(Text section Opens)

OTTUMWA — Ottumwa's crisis center will continue providing victim services while its women's shelter shuts down, but some women are unhappy about the way things are run.
The shelter part of Ottumwa's Crisis Center and Women's Shelter will close Sept. 30, said executive director Cheryl Brown.
In May, the Iowa Attorney General's Office, which oversees crime victim assistance, announced that due to a cut in federal funding, 12 of the state's 20 women's shelters would close. Instead, the state was split into regions of service — continuing a trend of regionalization most recently seen in the state's mental health redesign — which will each have one or two shelters, a sexual assault service provider and a domestic abuse service provider.
"We received transitional funds to operate for the next three months full time for our shelter and transition out of other services until December," she said.
Domestic abuse services will continue in Ottumwa, Brown said, and the crisis line (1-800-464-8340) will be answered 24 hours a day, 365 days a year.
There are currently 11 people staying at the shelter, she said.
"We are winding down, though," she said. "We're not taking new admissions unless they're very short-term."
But Marlene Doyle, 63, who arrived at the Crisis Center in May from Texas, has concerns about lice and bedbugs at the center.
"I was moved in with a person with active head lice, and I told them I would not stay in my room, so I was moved to the hall and then I moved to my truck," she said. "I've been living in my truck for three weeks on the property of the shelter."
Police Chief Tom McAndrew said he's not aware of any incidents reported at the shelter.
"We've got regulars we deal with every other day, who are not really committing criminal acts, they're just mentally ill," he said. "But I don't know anything about out at the Crisis Center."
Another woman spoke to the Courier on condition of anonymity for fear of losing her job.

(Text section Closes)
(Records Opens)

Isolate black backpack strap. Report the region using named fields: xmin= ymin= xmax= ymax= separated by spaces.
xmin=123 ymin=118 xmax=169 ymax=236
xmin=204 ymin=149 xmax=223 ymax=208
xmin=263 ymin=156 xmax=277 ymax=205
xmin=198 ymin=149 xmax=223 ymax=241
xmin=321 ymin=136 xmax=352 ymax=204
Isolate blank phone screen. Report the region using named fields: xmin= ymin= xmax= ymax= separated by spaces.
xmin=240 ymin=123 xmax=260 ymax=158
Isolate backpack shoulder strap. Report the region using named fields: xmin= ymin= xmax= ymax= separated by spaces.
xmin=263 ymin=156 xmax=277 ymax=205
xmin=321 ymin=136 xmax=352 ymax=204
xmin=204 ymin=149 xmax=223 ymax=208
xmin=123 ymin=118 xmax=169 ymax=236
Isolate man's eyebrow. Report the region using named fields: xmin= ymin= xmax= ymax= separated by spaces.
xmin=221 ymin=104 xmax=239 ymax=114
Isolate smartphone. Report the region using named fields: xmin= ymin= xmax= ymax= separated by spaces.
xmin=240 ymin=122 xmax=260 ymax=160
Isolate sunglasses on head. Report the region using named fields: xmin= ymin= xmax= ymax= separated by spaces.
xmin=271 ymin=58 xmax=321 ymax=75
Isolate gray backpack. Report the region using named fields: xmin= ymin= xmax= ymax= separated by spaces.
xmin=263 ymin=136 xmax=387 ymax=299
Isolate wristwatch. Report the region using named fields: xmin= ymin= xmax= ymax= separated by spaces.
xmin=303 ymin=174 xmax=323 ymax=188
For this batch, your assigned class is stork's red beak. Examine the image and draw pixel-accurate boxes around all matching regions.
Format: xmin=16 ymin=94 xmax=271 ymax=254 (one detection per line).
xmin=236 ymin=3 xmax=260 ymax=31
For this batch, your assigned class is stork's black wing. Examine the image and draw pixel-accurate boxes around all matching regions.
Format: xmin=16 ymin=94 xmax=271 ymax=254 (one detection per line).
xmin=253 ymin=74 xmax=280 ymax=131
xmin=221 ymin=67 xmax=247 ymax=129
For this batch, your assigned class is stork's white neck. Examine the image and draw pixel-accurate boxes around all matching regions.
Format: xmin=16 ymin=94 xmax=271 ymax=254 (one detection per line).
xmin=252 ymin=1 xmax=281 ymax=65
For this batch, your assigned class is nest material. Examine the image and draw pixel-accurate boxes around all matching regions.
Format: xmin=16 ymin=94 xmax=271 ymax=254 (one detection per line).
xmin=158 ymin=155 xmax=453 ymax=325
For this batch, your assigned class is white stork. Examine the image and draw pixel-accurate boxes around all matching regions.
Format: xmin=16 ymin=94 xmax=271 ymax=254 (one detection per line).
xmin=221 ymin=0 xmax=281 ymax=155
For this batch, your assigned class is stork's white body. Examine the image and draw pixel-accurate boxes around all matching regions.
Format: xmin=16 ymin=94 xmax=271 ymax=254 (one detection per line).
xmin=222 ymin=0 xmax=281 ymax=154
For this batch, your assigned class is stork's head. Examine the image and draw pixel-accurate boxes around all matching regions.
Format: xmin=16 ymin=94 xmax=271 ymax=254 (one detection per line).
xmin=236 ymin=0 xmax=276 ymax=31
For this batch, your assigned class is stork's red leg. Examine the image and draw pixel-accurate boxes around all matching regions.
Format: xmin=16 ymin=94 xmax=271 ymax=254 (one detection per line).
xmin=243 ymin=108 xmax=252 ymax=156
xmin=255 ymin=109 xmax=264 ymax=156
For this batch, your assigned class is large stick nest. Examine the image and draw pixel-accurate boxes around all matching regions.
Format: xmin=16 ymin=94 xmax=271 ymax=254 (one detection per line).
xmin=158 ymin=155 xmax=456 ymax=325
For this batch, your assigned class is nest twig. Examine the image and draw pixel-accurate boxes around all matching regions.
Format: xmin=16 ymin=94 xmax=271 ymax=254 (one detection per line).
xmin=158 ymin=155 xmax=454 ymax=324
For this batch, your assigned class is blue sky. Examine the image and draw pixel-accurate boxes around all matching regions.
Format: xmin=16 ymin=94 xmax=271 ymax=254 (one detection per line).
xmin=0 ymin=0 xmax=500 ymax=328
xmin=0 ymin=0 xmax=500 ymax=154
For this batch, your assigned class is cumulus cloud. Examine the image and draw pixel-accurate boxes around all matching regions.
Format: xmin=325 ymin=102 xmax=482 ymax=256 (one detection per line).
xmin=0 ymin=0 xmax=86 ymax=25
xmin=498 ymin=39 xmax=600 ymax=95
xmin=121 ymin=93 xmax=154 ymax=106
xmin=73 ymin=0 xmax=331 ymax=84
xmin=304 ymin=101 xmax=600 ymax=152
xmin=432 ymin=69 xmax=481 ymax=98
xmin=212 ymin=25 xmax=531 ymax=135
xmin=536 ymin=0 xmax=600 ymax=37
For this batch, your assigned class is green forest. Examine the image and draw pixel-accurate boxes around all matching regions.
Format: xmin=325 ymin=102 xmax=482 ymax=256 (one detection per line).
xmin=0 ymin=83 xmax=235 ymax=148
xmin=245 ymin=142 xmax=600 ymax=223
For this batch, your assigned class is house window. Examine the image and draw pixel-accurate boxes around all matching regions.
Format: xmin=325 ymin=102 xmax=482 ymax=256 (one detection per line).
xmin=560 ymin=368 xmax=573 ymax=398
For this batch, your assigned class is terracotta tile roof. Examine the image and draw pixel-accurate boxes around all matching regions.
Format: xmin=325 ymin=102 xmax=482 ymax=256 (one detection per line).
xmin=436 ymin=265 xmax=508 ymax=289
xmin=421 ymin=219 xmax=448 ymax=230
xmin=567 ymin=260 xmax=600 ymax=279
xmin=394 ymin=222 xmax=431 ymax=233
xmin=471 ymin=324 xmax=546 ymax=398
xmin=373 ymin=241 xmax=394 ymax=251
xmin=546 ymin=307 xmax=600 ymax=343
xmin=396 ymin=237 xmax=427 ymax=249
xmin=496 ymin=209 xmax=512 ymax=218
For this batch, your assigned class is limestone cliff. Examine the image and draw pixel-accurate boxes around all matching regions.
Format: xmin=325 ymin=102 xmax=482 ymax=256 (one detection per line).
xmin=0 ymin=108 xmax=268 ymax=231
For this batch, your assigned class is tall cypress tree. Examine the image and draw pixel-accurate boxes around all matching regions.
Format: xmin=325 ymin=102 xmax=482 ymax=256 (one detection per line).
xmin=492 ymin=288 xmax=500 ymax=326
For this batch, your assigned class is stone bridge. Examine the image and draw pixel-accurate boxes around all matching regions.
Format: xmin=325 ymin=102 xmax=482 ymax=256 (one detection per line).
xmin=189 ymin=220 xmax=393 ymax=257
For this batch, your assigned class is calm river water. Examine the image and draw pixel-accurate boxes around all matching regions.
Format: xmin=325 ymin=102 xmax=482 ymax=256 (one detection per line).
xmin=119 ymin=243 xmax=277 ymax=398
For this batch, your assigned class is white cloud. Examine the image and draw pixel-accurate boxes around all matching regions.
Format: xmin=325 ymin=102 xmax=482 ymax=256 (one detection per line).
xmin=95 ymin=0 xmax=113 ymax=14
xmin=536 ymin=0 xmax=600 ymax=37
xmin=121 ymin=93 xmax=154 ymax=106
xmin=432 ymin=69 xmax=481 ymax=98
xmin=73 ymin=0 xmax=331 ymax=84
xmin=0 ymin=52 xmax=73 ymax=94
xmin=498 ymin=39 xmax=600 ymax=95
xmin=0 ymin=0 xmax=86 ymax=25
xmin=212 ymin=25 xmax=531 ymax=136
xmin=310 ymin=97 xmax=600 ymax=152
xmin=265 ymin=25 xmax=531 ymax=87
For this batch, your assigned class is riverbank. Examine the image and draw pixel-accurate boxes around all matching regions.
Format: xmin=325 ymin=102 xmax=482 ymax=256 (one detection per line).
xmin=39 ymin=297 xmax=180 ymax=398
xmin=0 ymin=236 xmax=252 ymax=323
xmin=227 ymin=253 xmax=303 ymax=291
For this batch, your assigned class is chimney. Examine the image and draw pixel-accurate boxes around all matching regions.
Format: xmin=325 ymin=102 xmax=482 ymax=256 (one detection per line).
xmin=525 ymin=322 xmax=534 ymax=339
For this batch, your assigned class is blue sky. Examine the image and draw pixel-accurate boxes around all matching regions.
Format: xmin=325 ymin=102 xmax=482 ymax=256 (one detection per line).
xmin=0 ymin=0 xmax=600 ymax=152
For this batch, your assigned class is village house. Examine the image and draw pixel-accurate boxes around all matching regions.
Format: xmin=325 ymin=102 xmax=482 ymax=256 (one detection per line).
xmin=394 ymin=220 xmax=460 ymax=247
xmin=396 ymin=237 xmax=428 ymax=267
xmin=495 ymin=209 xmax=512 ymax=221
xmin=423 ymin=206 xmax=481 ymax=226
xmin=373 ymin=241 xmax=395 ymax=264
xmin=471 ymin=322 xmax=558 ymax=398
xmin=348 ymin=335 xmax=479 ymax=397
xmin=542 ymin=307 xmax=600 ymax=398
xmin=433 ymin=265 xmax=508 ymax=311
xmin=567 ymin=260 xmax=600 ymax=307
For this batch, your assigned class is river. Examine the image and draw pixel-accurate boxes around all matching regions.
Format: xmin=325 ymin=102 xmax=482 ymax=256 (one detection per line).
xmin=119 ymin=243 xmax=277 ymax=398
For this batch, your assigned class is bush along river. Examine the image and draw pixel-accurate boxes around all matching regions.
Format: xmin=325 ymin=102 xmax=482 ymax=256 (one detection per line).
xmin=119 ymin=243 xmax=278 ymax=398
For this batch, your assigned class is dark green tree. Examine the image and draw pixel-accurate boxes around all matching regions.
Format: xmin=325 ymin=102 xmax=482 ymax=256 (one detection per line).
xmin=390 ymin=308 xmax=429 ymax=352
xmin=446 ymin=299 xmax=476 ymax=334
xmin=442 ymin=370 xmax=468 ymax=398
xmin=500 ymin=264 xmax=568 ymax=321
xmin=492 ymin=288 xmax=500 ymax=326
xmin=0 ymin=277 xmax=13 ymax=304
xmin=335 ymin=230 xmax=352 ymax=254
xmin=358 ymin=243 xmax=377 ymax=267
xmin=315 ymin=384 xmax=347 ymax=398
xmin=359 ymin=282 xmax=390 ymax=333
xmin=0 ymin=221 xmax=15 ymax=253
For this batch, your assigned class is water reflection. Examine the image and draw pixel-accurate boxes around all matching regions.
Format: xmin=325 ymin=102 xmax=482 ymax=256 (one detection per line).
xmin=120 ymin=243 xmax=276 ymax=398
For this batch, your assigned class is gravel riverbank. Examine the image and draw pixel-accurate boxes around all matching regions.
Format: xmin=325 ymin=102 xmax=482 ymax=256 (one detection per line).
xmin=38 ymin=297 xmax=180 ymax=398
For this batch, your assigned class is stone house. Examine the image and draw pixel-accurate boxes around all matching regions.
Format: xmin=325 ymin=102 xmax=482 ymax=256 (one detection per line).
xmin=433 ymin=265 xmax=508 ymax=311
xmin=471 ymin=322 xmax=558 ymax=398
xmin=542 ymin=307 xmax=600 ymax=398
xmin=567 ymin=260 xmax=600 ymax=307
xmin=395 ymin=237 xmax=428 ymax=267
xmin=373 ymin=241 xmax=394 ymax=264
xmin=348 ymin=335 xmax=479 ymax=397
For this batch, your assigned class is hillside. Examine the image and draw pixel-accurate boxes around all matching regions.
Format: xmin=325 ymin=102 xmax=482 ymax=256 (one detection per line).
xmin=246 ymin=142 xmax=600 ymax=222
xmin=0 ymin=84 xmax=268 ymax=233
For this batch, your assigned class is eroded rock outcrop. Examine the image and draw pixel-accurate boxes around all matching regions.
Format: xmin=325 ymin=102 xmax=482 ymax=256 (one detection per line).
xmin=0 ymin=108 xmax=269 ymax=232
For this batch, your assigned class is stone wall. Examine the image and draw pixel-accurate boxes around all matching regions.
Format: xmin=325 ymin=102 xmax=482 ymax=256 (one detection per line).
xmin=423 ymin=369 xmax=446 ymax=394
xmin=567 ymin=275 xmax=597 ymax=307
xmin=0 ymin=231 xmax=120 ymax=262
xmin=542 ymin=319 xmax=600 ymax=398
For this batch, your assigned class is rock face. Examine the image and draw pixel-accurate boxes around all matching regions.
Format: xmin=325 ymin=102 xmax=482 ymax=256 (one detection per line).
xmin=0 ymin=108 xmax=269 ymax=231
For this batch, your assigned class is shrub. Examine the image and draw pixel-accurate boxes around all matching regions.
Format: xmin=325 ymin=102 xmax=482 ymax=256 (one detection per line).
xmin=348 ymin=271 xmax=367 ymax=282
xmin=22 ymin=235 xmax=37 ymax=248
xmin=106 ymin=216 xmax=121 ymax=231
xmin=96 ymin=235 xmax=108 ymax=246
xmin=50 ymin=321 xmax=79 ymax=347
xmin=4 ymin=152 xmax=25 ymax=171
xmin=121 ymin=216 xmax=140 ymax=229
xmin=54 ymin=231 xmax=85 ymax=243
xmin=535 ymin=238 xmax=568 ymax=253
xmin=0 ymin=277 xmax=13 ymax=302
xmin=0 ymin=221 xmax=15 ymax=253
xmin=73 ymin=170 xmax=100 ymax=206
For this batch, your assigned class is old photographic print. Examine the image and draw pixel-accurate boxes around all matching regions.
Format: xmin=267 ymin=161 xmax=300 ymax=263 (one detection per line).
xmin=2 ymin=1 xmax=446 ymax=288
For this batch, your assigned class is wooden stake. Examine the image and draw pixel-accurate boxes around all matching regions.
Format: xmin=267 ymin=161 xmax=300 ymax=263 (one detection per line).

(Records Closes)

- What to work on -
a: According to the article on the Ottumwa shelter closing, on what date will the shelter part of the Crisis Center and Women's Shelter close?
b: From the article on the Ottumwa shelter closing, set down the passage that begins at the words "Domestic abuse services" and stops after the words "at the shelter.".
Rely only on the text for these tasks.

- Answers in order -
a: September 30.

b:
Domestic abuse services will continue in Ottumwa, Brown said, and the crisis line (1-800-464-8340) will be answered 24 hours a day, 365 days a year.
There are currently 11 people staying at the shelter, she said.
"We are winding down, though," she said. "We're not taking new admissions unless they're very short-term."
But Marlene Doyle, 63, who arrived at the Crisis Center in May from Texas, has concerns about lice and bedbugs at the center.
"I was moved in with a person with active head lice, and I told them I would not stay in my room, so I was moved to the hall and then I moved to my truck," she said. "I've been living in my truck for three weeks on the property of the shelter."
Police Chief Tom McAndrew said he's not aware of any incidents reported at the shelter.